* DAFTAR TUGAS:
[a] Ringkas paragraf dalam teks tentang kasih amal yang diawali "Kehidupan Juruselamat mencerminkan" tanpa menghilangkan fakta pokoknya.
[b] Salin kata demi kata bagian teks tentang kasih amal mulai dari "Juruselamat memberi kita" sampai dengan "telah mengasihi kamu.".

* KUTIPAN UNTUK DIBACA:
□ □ □

Buku dan Pelajaran
Bab 30: Kasih Amal


Bab 30

Kasih Amal

Gambar
The Good Samaritan holding up a wounded man's head and giving him a drink. A donkey is in the background.

Apakah Kasih Amal Itu?

  • Bagaimana Anda mendefinisikan kasih amal?

Kehidupan Juruselamat mencerminkan kasih murni-Nya bagi semua orang. Dia bahkan memberikan nyawa-Nya bagi kita. Kasih amal adalah kasih murni yang Juruselamat kita, Yesus Kristus, miliki. Dia telah memerintahkan kita untuk saling mengasihi sebagaimana Dia mengasihi kita. Tulisan suci memberi tahu kita bahwa kasih amal datang dari hati yang murni (lihat 1 Timotius 1:5). Kita memiliki kasih murni ketika, dari hati, kita memperlihatkan kepedulian dan belas kasih yang tulus bagi semua saudara kita.

Kasih Amal Adalah yang Terbesar dari Semua Kebajikan

Nabi Moroni memberi tahu kita, “Oleh karena itu berpeganglah teguh kepada kasih yang murni, yang terbesar dari segalanya, karena segala sesuatu harus gagal—tetapi kasih yang murni adalah kasih suci Kristus dan kasih itu bertahan untuk selamanya” (Moroni 7:46–47; lihat juga 1 Korintus 13; 2 Nefi 26:30; Moroni 7:44–45, 48).

Juruselamat memberi kita teladan kehidupan-Nya untuk diikuti. Dia adalah Putra Allah. Dia memiliki kasih yang sempurna, dan Dia memperlihatkan kepada kita cara mengasihi. Melalui teladan-Nya, Dia memperlihatkan kepada kita bahwa kebutuhan rohani dan jasmani dari sesama kita sama pentingnya dengan kebutuhan kita sendiri. Sebelum Dia menyerahkan nyawa-Nya bagi kita, Dia berfirman:

“Inilah perintah-Ku, yaitu supaya kamu saling mengasihi, seperti Aku telah mengasihi kamu.

Tidak ada kasih yang lebih besar daripada kasih seorang yang memberikan nyawanya untuk sahabat-sahabatnya” (Yohanes 15:12–13).

Berbicara kepada Tuhan, Moroni berkata:

“Aku ingat bahwa Engkau telah berkata bahwa Engkau mengasihi dunia, bahkan sampai engkau menyerahkan hidup-Mu untuk dunia ….

Dan sekarang aku tahu bahwa kasih ini yang Engkau miliki untuk anak-anak manusia adalah kasih yang murni. Oleh karena itu, jika manusia tidak mempunyai kasih yang murni, mereka tidak dapat mewarisi tempat yang telah Engkau sediakan itu di rumah Bapa-Mu” (Eter 12:33–34).

□ □ □

[Cuplikan dataset]
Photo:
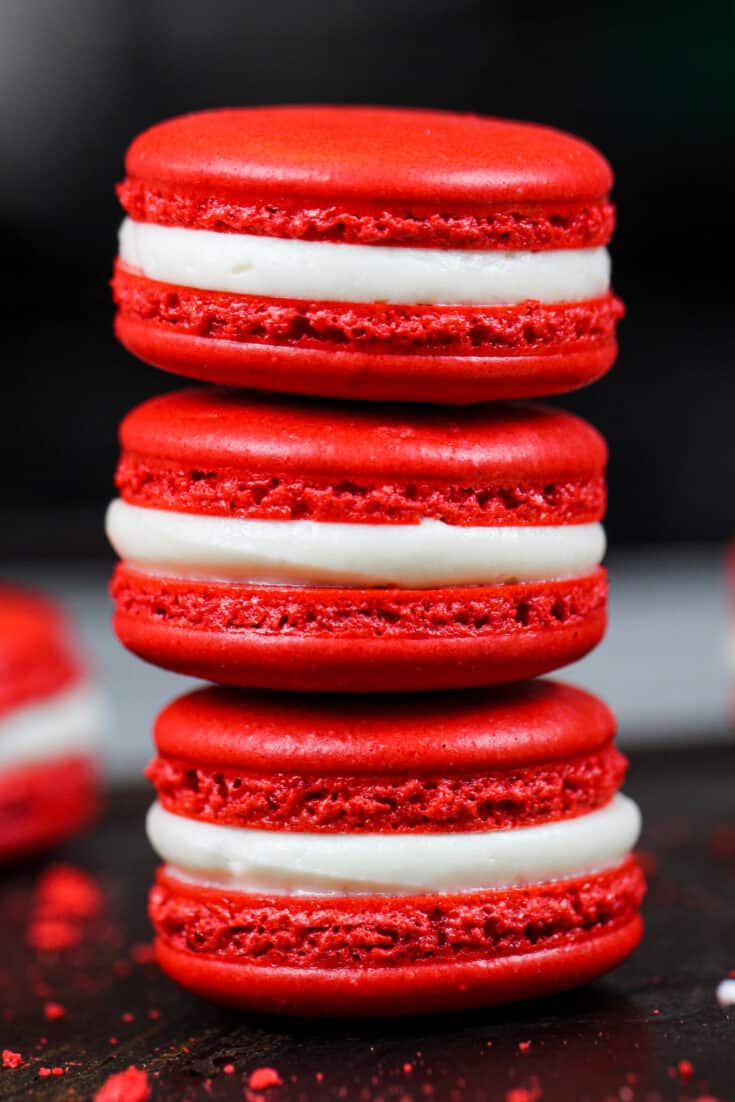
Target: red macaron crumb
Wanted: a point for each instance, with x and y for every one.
(262, 1078)
(129, 1086)
(529, 327)
(65, 899)
(384, 931)
(496, 800)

□ □ □

* JAWABAN BERURUTAN:
[a] Kasih amal adalah kasih murni yang dimiliki Yesus Kristus. Kasih itu tercermin dalam hidup-Nya, bahkan sampai Dia memberikan nyawa-Nya bagi kita. Dia memerintahkan kita saling mengasihi seperti Dia mengasihi kita. Menurut tulisan suci, kasih amal datang dari hati yang murni (1 Timotius 1:5). Kita memilikinya ketika dari hati kita menunjukkan kepedulian dan belas kasih yang tulus kepada semua saudara kita.

[b]
Juruselamat memberi kita teladan kehidupan-Nya untuk diikuti. Dia adalah Putra Allah. Dia memiliki kasih yang sempurna, dan Dia memperlihatkan kepada kita cara mengasihi. Melalui teladan-Nya, Dia memperlihatkan kepada kita bahwa kebutuhan rohani dan jasmani dari sesama kita sama pentingnya dengan kebutuhan kita sendiri. Sebelum Dia menyerahkan nyawa-Nya bagi kita, Dia berfirman:

“Inilah perintah-Ku, yaitu supaya kamu saling mengasihi, seperti Aku telah mengasihi kamu.